482

 

 

 

Sait’in oğlu Halit, Mekke’nin soylu, zengin sınıfından, kalabalık ve güçlü bir aileye sahip genç bir adamdı. Bir gün garip bir rüya gördü. 

                Rüyasında başı sonu görünmeyen korkunç bir ateş hendeğinin kenarında duruyordu. Kızıl ateş yalımları gökyüzüne doğru yükseliyor, sıcaklığın hararetinden beyni zonkluyor, ter vücudundan yağmur gibi boşanıyordu. Hendeğin kenarından ayrılmak, oradan kaçmak istiyor, ama yerinden kıpırdayamıyordu. Çünkü babası Sait kollarından sıkıca tutmuş onu hendeğe doğru itekliyordu. Feryat ediyor, ağlıyor, babasının ellerinden kurtulmaya çalışıyordu. Babası onun feryat ve çırpınışlarına aldırmıyor, ateş dolu hendeğe atmak için tüm gayretini sarf ediyordu.

                Genç Halit tam ateş dolu hendeğe atılacağı anda güçlü iki el tarafından kurtarıldı. Kendisini ateşten kurtaran iki elin sahibine baktı. Parlak, ışıklı yüzüyle kendisine gülümseyen kurtarıcısı Muhammed Mustafa’ydı. Peygamberliğini ilan eden Muhammed…

                Halit, gördüğü rüyadan çok etkilendi. Korkuyla:

 

                -  Allah’a and olsun ki bu rüya haktır! dedi.

                Derin düşünceler içinde sokağa çıktı. Sokakta ilk Müslümanlardan Hazreti Ebu Bekir’le karşılaştı. Titrek, heyecanlı bir sesle ona rüyasını anlattı.

                Hazreti Ebu Bekir mutlulukla Halit’i kucakladı ve ona: 

                - Ne mutlu sana! dedi. Gördüğün rüya senin kurtuluşunun habercisidir. O ateş dolu hendek cehennemdir. Baban seni cehenneme doğru sürüklemek istiyor. Ama kendisi o ateşe girecek. Sen, Allah’ın son peygamberi Muhammed Aleyhisselam’a tabi olacak, hidayete erecek, İslam’la şereflenecek, ateş ehli olmaktan kurtulacaksın.

                Halit bin Sait, hemen Peygamber Efendimizi aramaya başladı. Resulullah’ı  Ecyad Mahallesindeki bir evde buldu. Peygamberimiz Halit’i gülümseyerek karşıladı.

                Genç adam Peygamberimize:

                - Ey Muhammed! dedi. Sen insanları neye çağırıyorsun?

* [Yapılacak görevler]:
1. Halit bin Sait'in rüyasını anlatan metne göre şu soruları yanıtlayın:
(a) Halit'in babasının adı nedir?
(b) Halit sokağa çıktığında kiminle karşılaştı?
(c) Halit Resulullah'ı nerede buldu?
2. Aşağıdaki ifadelerin Halit bin Sait'in rüyasını anlatan metinle uyuşup uyuşmadığını belirtin. Her biri için evet ya da hayır deyin ve metinden belirleyici sözleri alıntılayın.
(a) Rüyada Halit'i ateş dolu hendeğe doğru iten kişi babasıydı.
(b) Halit rüyasını ilk olarak Peygambere anlattı.
(c) Peygamber, Halit'i öfkeyle karşıladı.
Satırların metinle herhangi bir ilgisi yoktur.

* [Sağlanan veriler]:
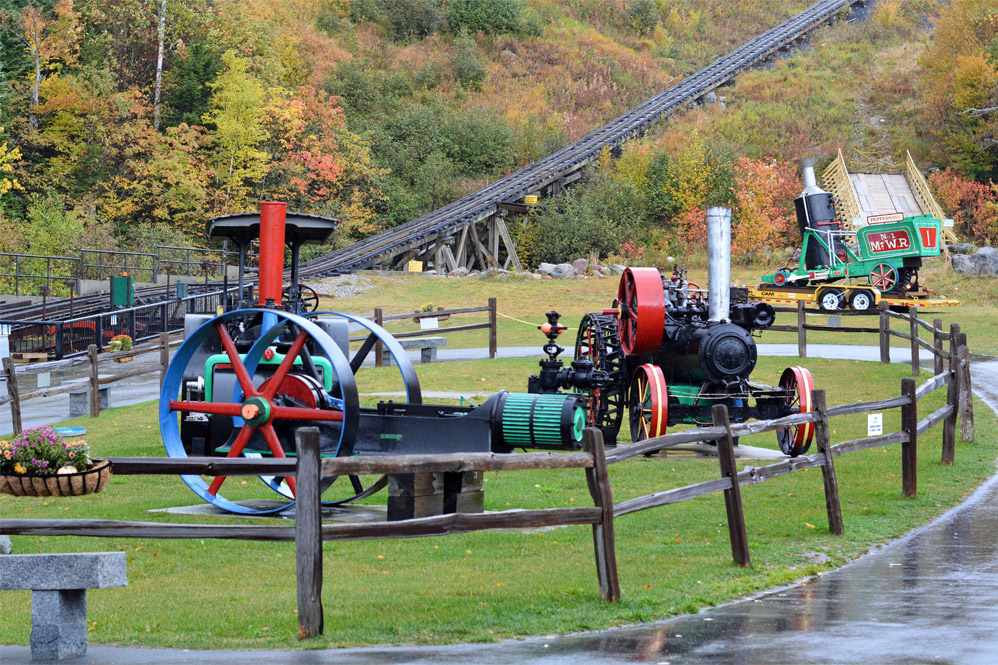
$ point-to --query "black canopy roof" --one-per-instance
(300, 227)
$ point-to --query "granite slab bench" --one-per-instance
(58, 584)
(427, 348)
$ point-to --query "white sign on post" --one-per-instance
(874, 424)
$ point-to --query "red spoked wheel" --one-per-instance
(797, 384)
(263, 414)
(649, 403)
(641, 302)
(883, 277)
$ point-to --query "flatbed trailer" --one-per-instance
(859, 297)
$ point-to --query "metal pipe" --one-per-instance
(719, 262)
(272, 219)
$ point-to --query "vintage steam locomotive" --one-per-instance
(665, 355)
(244, 381)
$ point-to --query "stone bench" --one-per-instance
(58, 584)
(79, 401)
(427, 348)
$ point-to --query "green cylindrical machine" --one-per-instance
(545, 421)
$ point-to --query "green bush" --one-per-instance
(488, 16)
(468, 67)
(412, 19)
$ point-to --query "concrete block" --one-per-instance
(58, 624)
(53, 572)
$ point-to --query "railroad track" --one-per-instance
(485, 202)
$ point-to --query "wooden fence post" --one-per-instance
(916, 368)
(885, 336)
(379, 318)
(94, 381)
(937, 347)
(953, 399)
(909, 448)
(966, 394)
(832, 505)
(604, 545)
(15, 395)
(164, 355)
(308, 534)
(732, 496)
(801, 330)
(493, 331)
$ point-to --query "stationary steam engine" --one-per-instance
(244, 381)
(665, 354)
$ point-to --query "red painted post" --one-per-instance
(272, 217)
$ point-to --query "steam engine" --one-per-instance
(665, 354)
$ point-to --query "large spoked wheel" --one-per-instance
(649, 403)
(883, 277)
(641, 302)
(797, 384)
(597, 340)
(282, 401)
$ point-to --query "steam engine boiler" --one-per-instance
(666, 355)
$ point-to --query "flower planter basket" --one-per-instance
(90, 481)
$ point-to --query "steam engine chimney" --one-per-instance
(273, 216)
(815, 210)
(719, 263)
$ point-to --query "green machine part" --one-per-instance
(546, 421)
(122, 291)
(322, 364)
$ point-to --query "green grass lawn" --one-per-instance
(492, 585)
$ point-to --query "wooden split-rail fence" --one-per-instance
(308, 533)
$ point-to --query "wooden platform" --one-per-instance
(880, 193)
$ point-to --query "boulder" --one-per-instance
(982, 262)
(563, 271)
(545, 268)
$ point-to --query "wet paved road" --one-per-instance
(929, 598)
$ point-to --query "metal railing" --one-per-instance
(58, 339)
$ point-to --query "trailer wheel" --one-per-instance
(830, 299)
(861, 300)
(883, 277)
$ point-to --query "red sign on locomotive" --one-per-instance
(889, 241)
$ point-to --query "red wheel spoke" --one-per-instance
(275, 447)
(237, 448)
(285, 366)
(299, 413)
(245, 382)
(213, 408)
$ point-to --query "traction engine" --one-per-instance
(243, 382)
(666, 355)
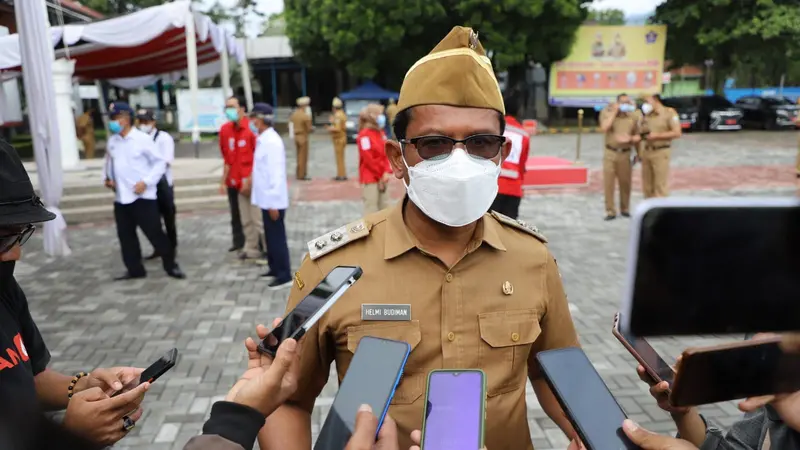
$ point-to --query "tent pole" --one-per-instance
(191, 61)
(248, 89)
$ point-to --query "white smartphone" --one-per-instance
(713, 266)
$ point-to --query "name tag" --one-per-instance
(390, 312)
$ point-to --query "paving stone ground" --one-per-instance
(88, 321)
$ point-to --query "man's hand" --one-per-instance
(266, 384)
(109, 380)
(651, 441)
(98, 418)
(367, 426)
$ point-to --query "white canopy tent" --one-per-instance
(166, 42)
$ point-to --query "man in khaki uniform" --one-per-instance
(484, 289)
(660, 126)
(299, 128)
(391, 113)
(338, 129)
(620, 123)
(85, 129)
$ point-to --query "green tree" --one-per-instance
(758, 36)
(606, 17)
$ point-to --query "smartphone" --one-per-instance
(732, 371)
(585, 398)
(371, 379)
(648, 357)
(713, 266)
(306, 314)
(455, 410)
(154, 372)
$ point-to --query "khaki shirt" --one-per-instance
(495, 309)
(301, 122)
(659, 122)
(339, 123)
(626, 124)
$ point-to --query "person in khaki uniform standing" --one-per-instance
(620, 123)
(484, 289)
(338, 129)
(660, 126)
(85, 129)
(299, 128)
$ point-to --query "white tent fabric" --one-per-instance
(36, 54)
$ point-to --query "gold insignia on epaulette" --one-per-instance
(336, 239)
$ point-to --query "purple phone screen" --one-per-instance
(454, 411)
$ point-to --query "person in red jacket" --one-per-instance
(373, 165)
(512, 171)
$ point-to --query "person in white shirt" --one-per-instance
(164, 190)
(270, 192)
(133, 167)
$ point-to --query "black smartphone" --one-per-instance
(645, 354)
(371, 379)
(585, 398)
(713, 266)
(736, 370)
(306, 314)
(154, 372)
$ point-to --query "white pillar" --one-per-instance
(191, 62)
(62, 84)
(224, 72)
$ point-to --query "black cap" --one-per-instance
(19, 204)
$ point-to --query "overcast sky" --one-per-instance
(631, 7)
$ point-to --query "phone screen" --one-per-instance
(308, 311)
(648, 354)
(454, 411)
(371, 379)
(585, 398)
(716, 270)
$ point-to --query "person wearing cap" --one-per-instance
(133, 168)
(338, 129)
(512, 172)
(300, 127)
(25, 380)
(164, 190)
(470, 289)
(660, 126)
(271, 193)
(373, 166)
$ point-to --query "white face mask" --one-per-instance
(454, 191)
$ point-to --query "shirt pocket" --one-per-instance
(507, 337)
(412, 381)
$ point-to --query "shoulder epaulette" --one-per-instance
(337, 238)
(520, 225)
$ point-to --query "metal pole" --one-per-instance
(580, 132)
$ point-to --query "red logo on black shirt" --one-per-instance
(14, 356)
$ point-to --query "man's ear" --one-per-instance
(395, 154)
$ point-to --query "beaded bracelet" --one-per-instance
(74, 381)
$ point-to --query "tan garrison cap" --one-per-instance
(456, 72)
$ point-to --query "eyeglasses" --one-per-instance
(8, 241)
(485, 146)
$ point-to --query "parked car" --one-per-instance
(769, 113)
(706, 112)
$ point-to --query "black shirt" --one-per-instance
(23, 353)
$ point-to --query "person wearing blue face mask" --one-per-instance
(620, 123)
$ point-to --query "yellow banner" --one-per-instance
(608, 60)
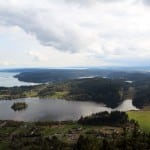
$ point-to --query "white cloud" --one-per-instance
(37, 56)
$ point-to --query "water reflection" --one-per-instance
(52, 109)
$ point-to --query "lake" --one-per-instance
(54, 109)
(7, 80)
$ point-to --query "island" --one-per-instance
(18, 106)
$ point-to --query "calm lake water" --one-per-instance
(7, 80)
(53, 109)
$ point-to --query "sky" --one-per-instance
(65, 33)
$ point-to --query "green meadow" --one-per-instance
(142, 117)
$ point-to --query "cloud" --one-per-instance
(37, 56)
(6, 63)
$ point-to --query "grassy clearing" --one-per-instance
(143, 118)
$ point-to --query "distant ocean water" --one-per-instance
(7, 79)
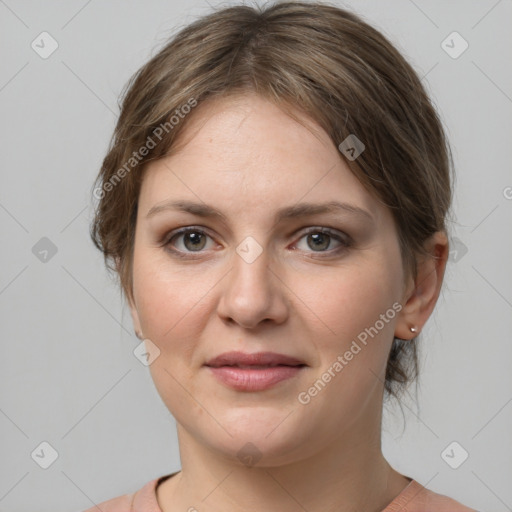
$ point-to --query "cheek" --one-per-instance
(343, 302)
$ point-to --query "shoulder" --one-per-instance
(120, 504)
(421, 499)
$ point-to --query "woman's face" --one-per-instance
(246, 280)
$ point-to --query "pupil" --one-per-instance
(195, 238)
(318, 237)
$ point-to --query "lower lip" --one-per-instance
(244, 379)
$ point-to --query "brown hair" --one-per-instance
(315, 58)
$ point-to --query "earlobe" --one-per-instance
(419, 302)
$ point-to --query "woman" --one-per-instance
(274, 201)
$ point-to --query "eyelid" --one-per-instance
(343, 238)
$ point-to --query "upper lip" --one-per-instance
(236, 358)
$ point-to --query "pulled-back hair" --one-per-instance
(313, 58)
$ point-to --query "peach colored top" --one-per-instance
(414, 498)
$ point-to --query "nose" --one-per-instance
(253, 292)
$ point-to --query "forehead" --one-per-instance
(247, 153)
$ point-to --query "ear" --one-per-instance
(421, 294)
(135, 319)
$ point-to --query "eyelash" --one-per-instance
(345, 241)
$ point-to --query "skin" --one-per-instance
(245, 157)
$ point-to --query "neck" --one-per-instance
(349, 475)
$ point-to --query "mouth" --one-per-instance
(255, 378)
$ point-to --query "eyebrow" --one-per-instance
(289, 212)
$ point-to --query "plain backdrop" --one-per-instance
(74, 397)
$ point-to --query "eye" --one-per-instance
(194, 240)
(319, 239)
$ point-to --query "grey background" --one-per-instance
(68, 373)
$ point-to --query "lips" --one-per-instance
(259, 360)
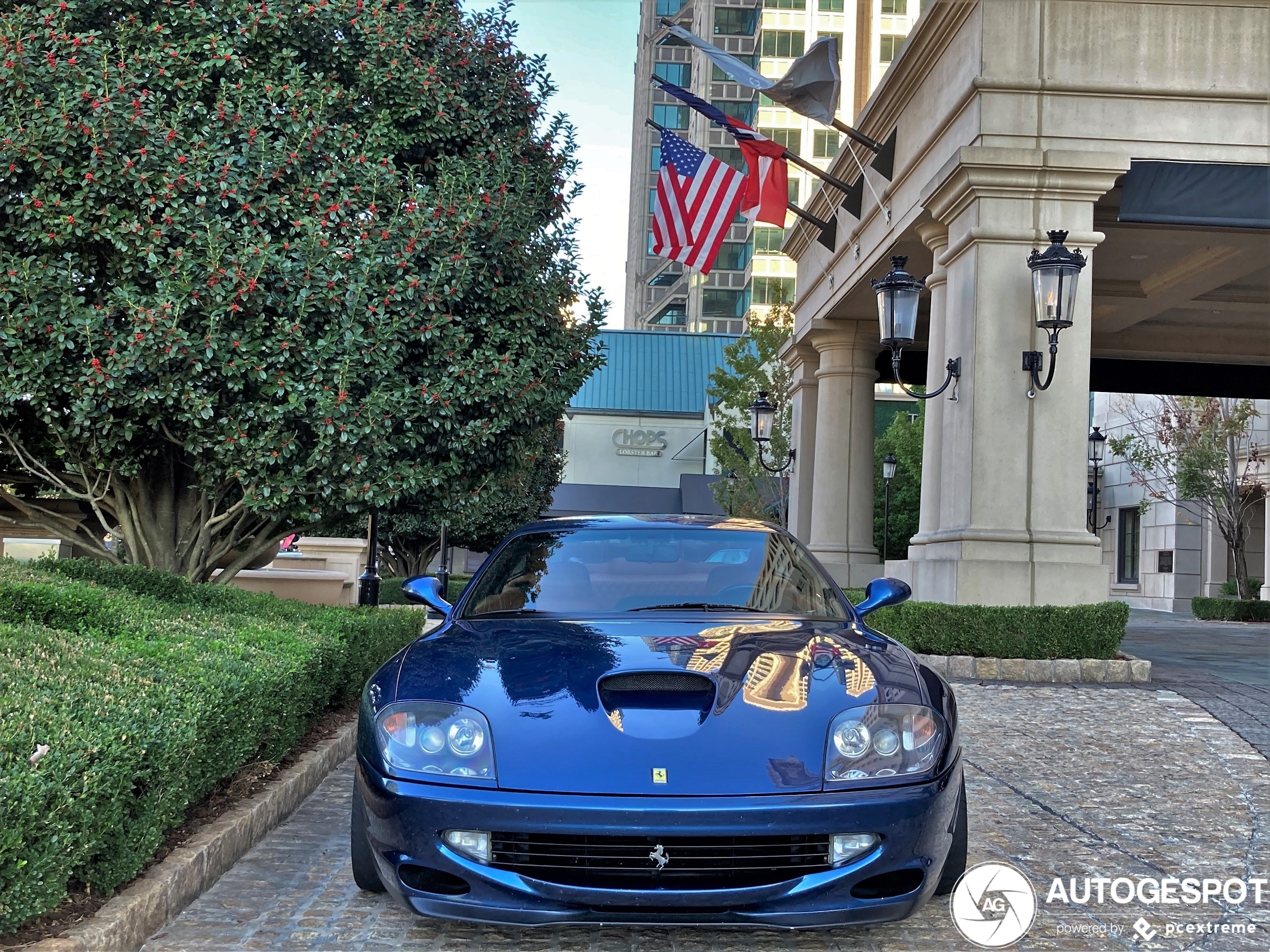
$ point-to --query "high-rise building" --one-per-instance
(750, 272)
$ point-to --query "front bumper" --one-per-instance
(404, 820)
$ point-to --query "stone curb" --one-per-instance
(1062, 670)
(128, 920)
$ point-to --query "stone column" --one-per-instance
(935, 236)
(803, 361)
(841, 518)
(1266, 564)
(1012, 472)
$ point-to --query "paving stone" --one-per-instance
(1062, 781)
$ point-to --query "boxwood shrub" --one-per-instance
(1231, 610)
(1004, 631)
(149, 690)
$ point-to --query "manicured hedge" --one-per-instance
(1230, 610)
(149, 691)
(1005, 631)
(392, 594)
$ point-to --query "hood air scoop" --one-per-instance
(657, 705)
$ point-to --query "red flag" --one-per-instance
(768, 183)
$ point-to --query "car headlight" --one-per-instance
(880, 742)
(438, 740)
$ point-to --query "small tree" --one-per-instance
(752, 364)
(902, 438)
(476, 517)
(1198, 450)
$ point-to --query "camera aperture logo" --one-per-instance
(994, 906)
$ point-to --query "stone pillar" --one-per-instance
(935, 236)
(841, 534)
(803, 362)
(1266, 564)
(1012, 524)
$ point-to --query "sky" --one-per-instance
(591, 54)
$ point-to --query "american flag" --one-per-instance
(696, 201)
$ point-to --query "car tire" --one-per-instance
(365, 872)
(956, 864)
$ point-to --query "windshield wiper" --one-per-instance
(698, 606)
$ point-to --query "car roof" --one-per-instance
(646, 522)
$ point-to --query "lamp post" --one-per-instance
(1098, 444)
(762, 420)
(368, 582)
(897, 312)
(888, 474)
(1056, 276)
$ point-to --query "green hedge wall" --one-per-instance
(392, 594)
(149, 691)
(1228, 610)
(1004, 631)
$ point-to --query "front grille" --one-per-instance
(692, 862)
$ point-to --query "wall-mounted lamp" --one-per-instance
(762, 420)
(897, 312)
(1056, 274)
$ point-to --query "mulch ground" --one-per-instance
(82, 903)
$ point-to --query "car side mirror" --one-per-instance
(882, 593)
(426, 590)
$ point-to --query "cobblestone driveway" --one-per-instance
(1062, 782)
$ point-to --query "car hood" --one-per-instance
(556, 726)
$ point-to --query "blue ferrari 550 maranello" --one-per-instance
(658, 720)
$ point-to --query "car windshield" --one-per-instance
(650, 570)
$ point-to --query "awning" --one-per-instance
(1213, 194)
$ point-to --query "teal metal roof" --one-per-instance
(652, 372)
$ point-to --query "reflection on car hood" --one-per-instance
(778, 684)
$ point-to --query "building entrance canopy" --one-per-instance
(1214, 194)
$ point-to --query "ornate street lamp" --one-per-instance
(888, 474)
(762, 420)
(1056, 276)
(897, 312)
(1098, 444)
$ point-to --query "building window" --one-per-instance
(718, 76)
(716, 302)
(676, 314)
(678, 72)
(730, 22)
(826, 145)
(832, 36)
(730, 156)
(1130, 536)
(733, 256)
(782, 42)
(790, 138)
(672, 117)
(768, 242)
(737, 110)
(890, 46)
(772, 291)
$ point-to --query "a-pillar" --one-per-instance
(841, 534)
(803, 362)
(1012, 524)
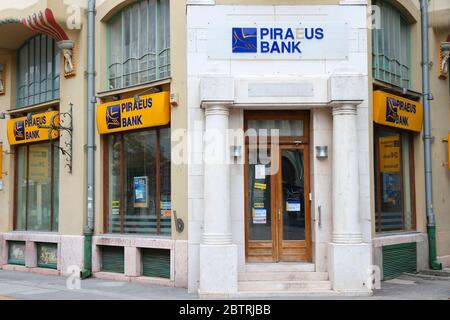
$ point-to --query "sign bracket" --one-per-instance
(65, 124)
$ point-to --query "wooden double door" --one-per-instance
(277, 187)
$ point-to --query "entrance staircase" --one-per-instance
(283, 279)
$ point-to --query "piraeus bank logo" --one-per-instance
(392, 111)
(19, 130)
(273, 40)
(124, 115)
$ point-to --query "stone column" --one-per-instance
(349, 257)
(218, 256)
(346, 224)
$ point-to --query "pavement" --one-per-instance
(30, 286)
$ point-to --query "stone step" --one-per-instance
(277, 286)
(280, 276)
(280, 267)
(317, 294)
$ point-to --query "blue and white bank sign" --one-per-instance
(279, 41)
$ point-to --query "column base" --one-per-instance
(349, 267)
(218, 270)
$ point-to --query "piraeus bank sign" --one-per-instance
(273, 40)
(312, 41)
(30, 129)
(395, 111)
(150, 111)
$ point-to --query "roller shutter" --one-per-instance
(398, 259)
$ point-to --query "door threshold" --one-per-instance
(280, 266)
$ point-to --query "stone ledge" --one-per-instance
(383, 240)
(132, 241)
(43, 271)
(141, 279)
(32, 236)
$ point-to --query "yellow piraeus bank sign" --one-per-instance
(394, 111)
(150, 111)
(26, 130)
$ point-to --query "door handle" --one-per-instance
(320, 216)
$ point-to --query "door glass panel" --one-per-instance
(287, 128)
(259, 196)
(293, 202)
(39, 187)
(393, 190)
(140, 182)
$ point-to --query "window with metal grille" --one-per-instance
(16, 252)
(113, 259)
(156, 263)
(394, 180)
(391, 47)
(37, 71)
(139, 186)
(139, 44)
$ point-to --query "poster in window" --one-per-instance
(293, 206)
(259, 216)
(389, 153)
(141, 192)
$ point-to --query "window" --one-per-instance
(37, 187)
(139, 182)
(139, 44)
(391, 47)
(37, 71)
(394, 180)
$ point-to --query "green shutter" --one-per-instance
(16, 253)
(47, 255)
(156, 263)
(113, 259)
(399, 258)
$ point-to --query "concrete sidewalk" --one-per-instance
(31, 286)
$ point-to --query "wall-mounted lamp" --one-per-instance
(137, 99)
(322, 152)
(174, 99)
(2, 83)
(236, 151)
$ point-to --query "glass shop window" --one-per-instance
(139, 189)
(394, 180)
(139, 44)
(37, 187)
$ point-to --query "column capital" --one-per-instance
(344, 108)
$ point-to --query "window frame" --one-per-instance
(158, 51)
(377, 181)
(106, 183)
(382, 70)
(54, 78)
(54, 151)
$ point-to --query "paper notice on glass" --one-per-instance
(140, 192)
(260, 172)
(293, 206)
(259, 216)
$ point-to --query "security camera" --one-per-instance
(445, 46)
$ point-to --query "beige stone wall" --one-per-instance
(72, 91)
(440, 126)
(177, 85)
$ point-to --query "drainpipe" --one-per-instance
(431, 221)
(89, 227)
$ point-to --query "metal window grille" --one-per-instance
(139, 44)
(391, 47)
(37, 71)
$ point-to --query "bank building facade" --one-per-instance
(232, 148)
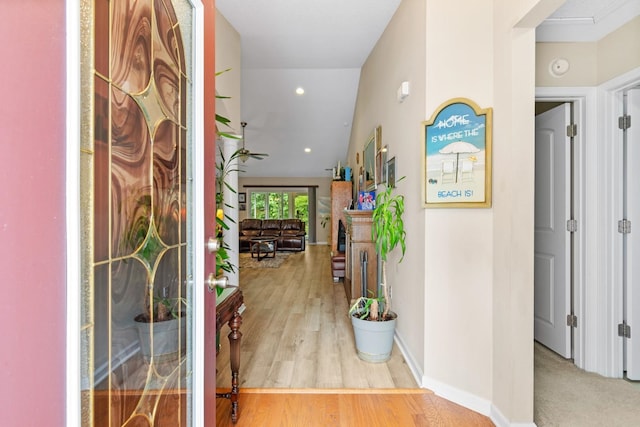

* [Alıştırma cevapları]:
1.
(a) Halit'in babasının adı Sait'tir.
(b) Halit, Hazreti Ebu Bekir'le karşılaştı.
(c) Halit, Resulullah'ı Ecyad Mahallesindeki bir evde buldu.

2.
(a) Evet: "babası Sait kollarından sıkıca tutmuş onu hendeğe doğru itekliyordu."
(b) Hayır: "Sokakta ilk Müslümanlardan Hazreti Ebu Bekir’le karşılaştı. Titrek, heyecanlı bir sesle ona rüyasını anlattı."
(c) Hayır: "Peygamberimiz Halit’i gülümseyerek karşıladı."